* Set task *
Pictures do not belong in the copy. Return all of the entries exactly.

** Start of Data in this exercise **

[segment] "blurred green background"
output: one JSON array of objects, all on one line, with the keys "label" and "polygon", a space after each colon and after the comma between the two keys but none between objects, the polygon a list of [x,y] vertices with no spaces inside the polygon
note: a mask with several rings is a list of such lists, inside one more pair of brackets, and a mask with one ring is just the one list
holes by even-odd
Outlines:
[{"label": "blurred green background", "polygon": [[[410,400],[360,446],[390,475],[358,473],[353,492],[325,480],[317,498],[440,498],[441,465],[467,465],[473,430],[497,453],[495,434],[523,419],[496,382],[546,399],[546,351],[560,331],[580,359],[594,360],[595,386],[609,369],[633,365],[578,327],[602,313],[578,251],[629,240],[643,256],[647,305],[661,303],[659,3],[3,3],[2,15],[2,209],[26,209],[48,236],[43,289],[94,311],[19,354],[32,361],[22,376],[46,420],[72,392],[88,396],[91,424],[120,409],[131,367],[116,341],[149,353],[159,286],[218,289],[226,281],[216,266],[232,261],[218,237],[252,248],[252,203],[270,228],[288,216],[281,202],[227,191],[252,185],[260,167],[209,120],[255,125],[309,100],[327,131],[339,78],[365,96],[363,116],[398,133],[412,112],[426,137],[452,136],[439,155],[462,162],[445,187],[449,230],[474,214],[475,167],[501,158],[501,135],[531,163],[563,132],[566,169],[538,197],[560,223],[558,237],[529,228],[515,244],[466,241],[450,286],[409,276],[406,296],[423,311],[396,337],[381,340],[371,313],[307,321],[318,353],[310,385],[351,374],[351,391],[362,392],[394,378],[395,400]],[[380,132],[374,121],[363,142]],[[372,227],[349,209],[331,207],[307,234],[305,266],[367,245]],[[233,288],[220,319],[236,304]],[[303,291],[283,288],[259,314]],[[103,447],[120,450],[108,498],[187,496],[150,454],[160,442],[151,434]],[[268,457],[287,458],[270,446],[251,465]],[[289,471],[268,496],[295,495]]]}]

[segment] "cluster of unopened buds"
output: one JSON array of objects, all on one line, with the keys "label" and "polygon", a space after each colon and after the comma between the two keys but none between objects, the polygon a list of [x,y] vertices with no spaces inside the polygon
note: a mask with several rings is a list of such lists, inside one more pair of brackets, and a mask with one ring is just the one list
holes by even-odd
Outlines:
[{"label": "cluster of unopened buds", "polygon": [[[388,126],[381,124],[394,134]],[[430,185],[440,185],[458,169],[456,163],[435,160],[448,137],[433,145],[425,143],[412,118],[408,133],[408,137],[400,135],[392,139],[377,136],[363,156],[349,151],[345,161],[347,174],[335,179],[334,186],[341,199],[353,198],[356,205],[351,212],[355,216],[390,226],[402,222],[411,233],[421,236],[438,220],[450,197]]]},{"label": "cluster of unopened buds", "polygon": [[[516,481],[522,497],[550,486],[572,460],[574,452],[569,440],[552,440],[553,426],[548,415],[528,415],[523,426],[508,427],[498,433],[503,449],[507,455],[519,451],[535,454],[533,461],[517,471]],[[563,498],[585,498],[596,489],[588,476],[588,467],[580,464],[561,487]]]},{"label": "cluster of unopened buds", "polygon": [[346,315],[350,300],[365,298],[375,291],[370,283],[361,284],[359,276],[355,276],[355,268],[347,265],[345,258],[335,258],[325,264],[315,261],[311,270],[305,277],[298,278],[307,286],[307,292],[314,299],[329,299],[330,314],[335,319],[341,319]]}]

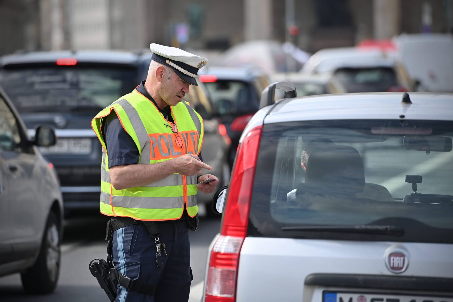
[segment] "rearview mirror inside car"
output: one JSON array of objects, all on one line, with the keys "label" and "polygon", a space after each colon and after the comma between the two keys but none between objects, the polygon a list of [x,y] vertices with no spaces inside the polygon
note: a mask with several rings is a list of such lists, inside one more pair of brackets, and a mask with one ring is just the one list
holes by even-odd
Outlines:
[{"label": "rearview mirror inside car", "polygon": [[57,142],[53,129],[46,125],[40,125],[36,128],[36,133],[34,136],[34,144],[39,147],[49,147],[53,146]]},{"label": "rearview mirror inside car", "polygon": [[452,150],[452,139],[448,136],[405,135],[403,144],[406,150],[424,151],[427,154],[430,151],[449,152]]}]

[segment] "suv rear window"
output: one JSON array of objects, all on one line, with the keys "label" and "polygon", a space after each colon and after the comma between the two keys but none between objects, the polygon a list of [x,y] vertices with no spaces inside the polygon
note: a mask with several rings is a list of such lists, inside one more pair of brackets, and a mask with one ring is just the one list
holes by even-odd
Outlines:
[{"label": "suv rear window", "polygon": [[221,115],[246,114],[258,110],[259,101],[256,91],[246,82],[217,80],[205,84]]},{"label": "suv rear window", "polygon": [[391,68],[340,68],[334,77],[348,92],[380,92],[398,86],[396,75]]},{"label": "suv rear window", "polygon": [[0,85],[19,113],[99,111],[134,90],[132,67],[4,68]]},{"label": "suv rear window", "polygon": [[265,124],[249,235],[453,243],[453,151],[432,150],[446,137],[452,122]]}]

** End of Data in this exercise **

* Response below *
[segment] "blurred green background"
output: one JSON array of objects, all on one line, with the keys "label" and "polygon", a space after each colon and after the comma between the two keys but none between objects, the polygon a list of [x,y] vertices with no spaces inside the polygon
note: a mask with several rings is a list of such lists, inside one more pair of brackets, and a mask with one ring is just the one list
holes by even-odd
Outlines:
[{"label": "blurred green background", "polygon": [[[410,400],[360,446],[390,475],[358,473],[353,492],[325,480],[317,498],[440,498],[441,465],[467,465],[473,430],[497,453],[495,434],[523,419],[496,382],[546,399],[546,351],[560,331],[580,359],[594,360],[595,386],[609,369],[633,365],[578,327],[602,313],[578,251],[629,240],[643,256],[647,305],[661,303],[659,3],[3,3],[2,15],[2,209],[26,209],[48,236],[43,289],[94,311],[19,354],[32,361],[22,376],[46,420],[72,392],[88,396],[91,424],[120,409],[131,367],[116,341],[149,353],[159,286],[218,289],[226,281],[216,266],[232,261],[218,237],[252,248],[252,203],[270,228],[288,216],[281,202],[227,191],[252,185],[260,167],[209,120],[255,125],[309,100],[327,131],[339,78],[365,96],[363,116],[398,133],[412,112],[426,137],[452,136],[439,155],[462,162],[445,187],[449,230],[474,214],[475,167],[501,158],[501,135],[531,163],[563,132],[566,169],[538,197],[560,223],[558,237],[529,228],[515,244],[466,241],[450,286],[409,276],[406,296],[423,311],[396,337],[381,340],[371,313],[307,321],[318,353],[310,385],[351,374],[351,391],[362,392],[394,378],[395,400]],[[380,132],[374,121],[363,142]],[[372,227],[349,209],[331,207],[307,234],[305,266],[367,245]],[[233,288],[220,319],[236,304]],[[303,291],[283,288],[259,314]],[[103,447],[120,450],[108,498],[187,496],[150,454],[160,442],[151,434]],[[268,457],[287,458],[270,446],[251,465]],[[289,471],[268,496],[295,495]]]}]

[segment] "cluster of unopened buds"
output: one JSON array of objects, all on one line, with the keys "label" and "polygon", a space after each colon and after the comma between the two keys but none between objects, the polygon a list of [x,y] vertices with no spaces inside the polygon
note: a mask with several rings is a list of such lists, inside one more pair of brackets, and a mask with one ring is just the one list
holes by even-odd
Outlines:
[{"label": "cluster of unopened buds", "polygon": [[[388,126],[381,124],[394,134]],[[430,185],[440,185],[458,169],[456,163],[435,160],[448,137],[433,145],[425,143],[412,118],[408,133],[408,137],[400,135],[392,139],[377,136],[363,156],[349,151],[345,161],[347,174],[335,179],[334,186],[341,199],[353,198],[356,205],[351,212],[355,216],[390,226],[402,222],[411,233],[421,236],[438,220],[450,197]]]},{"label": "cluster of unopened buds", "polygon": [[[516,481],[522,497],[550,486],[572,460],[574,452],[569,440],[552,440],[553,426],[548,415],[528,415],[523,426],[508,427],[498,433],[503,449],[507,455],[519,451],[535,454],[533,461],[517,471]],[[563,498],[585,498],[596,489],[588,476],[588,467],[580,464],[561,487]]]},{"label": "cluster of unopened buds", "polygon": [[346,315],[350,300],[365,298],[375,291],[370,283],[361,284],[359,276],[355,276],[355,268],[347,265],[345,258],[335,258],[325,264],[315,261],[311,270],[305,277],[298,278],[307,286],[307,292],[314,299],[329,299],[330,314],[335,319],[341,319]]}]

[segment] "rearview mirror inside car"
output: one JSON array of objects, all on one line, with the keys "label" and "polygon", a space after each colon and after the comma between the two keys but none between objects, the polygon a list of [x,y] vertices with no spaces inside the polygon
note: a mask with several rings is a list of such lists, inside one more pair of brackets, and a mask with one ring is just the one list
holes by even-odd
Outlines:
[{"label": "rearview mirror inside car", "polygon": [[57,142],[53,129],[46,125],[40,125],[36,128],[36,133],[34,136],[34,144],[39,147],[49,147],[53,146]]},{"label": "rearview mirror inside car", "polygon": [[452,150],[452,139],[448,136],[405,135],[403,144],[406,150],[424,151],[427,154],[430,151],[449,152]]}]

[segment] "suv rear window"
output: one JSON array of objects, all on one line, with the keys "label" and "polygon", a space after each colon and after the comma between the two keys but none between objects, the polygon a list of [x,y] vertices with no spaces inside the polygon
note: a mask with several rings is a list of such lists, inside one more pair of brackets, and a mask with one ring is just the one list
holes by even-odd
Outlines:
[{"label": "suv rear window", "polygon": [[221,115],[246,114],[258,110],[259,101],[256,91],[246,82],[217,80],[205,84]]},{"label": "suv rear window", "polygon": [[391,68],[340,68],[334,77],[348,92],[380,92],[398,86],[396,75]]},{"label": "suv rear window", "polygon": [[0,85],[19,113],[99,111],[134,90],[132,67],[4,68]]},{"label": "suv rear window", "polygon": [[265,124],[249,235],[453,243],[453,151],[432,150],[446,137],[452,122]]}]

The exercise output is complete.